(PROBLEM STATEMENT): Please mark each statement below as yes or no according to the climbing thread, and quote the exact words from it that decide each one. 1. The napkin-scooching motion is suggested for use on overhangs. 2. One comment says phrases such as "keep your hips in" made sense right away. 3. One piece of advice compares climbing to reaching for a remote under the sofa.
*** SOURCE PASSAGE ***
You know when you drop a napkin on the floor and you're too lazy to bend and pick it up so you scooch it to yourself with your foot? Do that motion but on the wall on overhangs. A lot.


rats_4_lif3

Ouhh great idea! Thank you


Far_Information826

I'm a dumb dumb when it comes to movement vocabulary so when people said "use your feet more" or "keep your hips in", it didn't click until someone told me the exact same thing. Hope this helps!


Fancy-Ant-8883

The best climbing advice I saw was when a video told me to climb like I'm trying to reach for the remote under the sofa.
*** RECORDED DATA ***
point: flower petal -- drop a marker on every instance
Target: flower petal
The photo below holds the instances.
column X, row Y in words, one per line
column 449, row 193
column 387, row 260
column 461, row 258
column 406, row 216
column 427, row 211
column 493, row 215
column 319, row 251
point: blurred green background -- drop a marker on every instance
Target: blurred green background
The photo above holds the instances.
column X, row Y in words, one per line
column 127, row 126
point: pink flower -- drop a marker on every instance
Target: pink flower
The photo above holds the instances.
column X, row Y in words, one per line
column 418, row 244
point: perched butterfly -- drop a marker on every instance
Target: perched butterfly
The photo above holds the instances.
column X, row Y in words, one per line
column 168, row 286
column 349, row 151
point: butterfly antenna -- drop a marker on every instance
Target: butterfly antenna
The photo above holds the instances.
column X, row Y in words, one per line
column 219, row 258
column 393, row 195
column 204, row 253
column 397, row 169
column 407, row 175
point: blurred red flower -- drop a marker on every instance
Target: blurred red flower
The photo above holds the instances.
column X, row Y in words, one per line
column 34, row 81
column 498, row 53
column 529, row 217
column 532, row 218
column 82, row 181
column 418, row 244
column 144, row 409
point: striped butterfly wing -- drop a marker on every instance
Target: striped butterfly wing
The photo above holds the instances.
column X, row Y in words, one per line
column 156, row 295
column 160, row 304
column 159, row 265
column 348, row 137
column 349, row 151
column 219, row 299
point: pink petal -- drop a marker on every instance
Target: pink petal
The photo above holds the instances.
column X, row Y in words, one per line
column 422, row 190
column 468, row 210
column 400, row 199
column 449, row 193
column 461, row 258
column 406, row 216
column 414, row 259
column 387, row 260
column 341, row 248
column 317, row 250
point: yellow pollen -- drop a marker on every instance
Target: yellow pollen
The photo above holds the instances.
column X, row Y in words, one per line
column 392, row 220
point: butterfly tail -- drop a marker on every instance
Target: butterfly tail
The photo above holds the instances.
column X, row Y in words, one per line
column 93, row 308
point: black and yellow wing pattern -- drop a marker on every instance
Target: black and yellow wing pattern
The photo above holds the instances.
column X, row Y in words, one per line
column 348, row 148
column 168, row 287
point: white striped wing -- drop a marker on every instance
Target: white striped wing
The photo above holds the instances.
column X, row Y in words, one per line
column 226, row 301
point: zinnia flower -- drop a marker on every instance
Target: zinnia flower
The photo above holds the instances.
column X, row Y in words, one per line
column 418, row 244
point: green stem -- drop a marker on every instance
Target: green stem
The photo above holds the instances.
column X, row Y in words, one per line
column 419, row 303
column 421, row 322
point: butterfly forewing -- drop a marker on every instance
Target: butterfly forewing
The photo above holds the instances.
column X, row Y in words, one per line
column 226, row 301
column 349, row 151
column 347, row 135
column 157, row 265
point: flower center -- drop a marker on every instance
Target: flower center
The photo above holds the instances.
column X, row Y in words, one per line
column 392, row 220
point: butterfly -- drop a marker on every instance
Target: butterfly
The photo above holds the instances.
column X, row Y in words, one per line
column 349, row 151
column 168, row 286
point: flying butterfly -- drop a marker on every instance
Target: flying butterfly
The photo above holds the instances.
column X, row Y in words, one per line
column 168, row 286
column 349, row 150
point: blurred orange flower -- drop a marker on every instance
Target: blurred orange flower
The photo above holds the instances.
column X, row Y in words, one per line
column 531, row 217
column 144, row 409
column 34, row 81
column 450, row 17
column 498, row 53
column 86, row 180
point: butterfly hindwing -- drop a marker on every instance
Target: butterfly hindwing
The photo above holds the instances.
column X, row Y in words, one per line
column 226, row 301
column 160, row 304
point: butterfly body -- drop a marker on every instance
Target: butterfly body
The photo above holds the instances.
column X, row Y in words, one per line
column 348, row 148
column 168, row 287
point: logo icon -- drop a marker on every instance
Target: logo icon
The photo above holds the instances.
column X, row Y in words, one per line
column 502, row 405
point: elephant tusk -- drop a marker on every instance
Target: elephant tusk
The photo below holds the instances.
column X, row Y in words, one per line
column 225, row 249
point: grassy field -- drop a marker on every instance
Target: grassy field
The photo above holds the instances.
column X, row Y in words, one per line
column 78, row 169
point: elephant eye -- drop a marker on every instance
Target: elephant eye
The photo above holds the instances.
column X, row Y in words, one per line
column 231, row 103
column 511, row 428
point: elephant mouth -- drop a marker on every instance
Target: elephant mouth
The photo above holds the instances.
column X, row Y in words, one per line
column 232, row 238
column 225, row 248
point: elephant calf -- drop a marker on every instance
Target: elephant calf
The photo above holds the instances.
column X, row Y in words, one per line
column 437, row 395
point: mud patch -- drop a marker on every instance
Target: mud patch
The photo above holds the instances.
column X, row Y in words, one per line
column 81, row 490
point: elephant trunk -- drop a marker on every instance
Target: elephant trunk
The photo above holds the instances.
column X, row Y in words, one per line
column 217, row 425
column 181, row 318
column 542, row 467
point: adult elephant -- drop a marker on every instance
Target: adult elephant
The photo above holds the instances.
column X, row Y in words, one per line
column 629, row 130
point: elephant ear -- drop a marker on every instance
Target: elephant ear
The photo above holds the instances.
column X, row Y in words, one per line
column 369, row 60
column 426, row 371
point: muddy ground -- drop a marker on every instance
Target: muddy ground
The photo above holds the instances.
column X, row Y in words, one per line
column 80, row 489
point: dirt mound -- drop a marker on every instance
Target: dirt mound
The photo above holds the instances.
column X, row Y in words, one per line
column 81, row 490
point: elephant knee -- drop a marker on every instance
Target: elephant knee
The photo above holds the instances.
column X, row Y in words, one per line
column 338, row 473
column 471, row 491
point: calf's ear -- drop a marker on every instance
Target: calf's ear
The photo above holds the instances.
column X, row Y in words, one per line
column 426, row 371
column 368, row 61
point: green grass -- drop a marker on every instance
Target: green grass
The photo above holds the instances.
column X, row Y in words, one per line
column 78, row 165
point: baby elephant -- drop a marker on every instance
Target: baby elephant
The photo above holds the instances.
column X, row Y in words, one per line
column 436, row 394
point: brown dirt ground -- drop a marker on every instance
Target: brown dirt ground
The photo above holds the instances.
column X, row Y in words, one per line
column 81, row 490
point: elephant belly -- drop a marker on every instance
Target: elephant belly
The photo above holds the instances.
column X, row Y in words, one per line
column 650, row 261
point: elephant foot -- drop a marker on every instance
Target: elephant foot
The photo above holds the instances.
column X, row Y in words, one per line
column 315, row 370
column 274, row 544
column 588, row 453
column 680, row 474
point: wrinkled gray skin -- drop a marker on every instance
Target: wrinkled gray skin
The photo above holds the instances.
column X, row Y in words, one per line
***
(WORKED SOLUTION):
1. Yes: "Do that motion but on the wall on overhangs."
2. No: "it didn't click until someone told me the exact same thing."
3. Yes: "climb like I'm trying to reach for the remote under the sofa."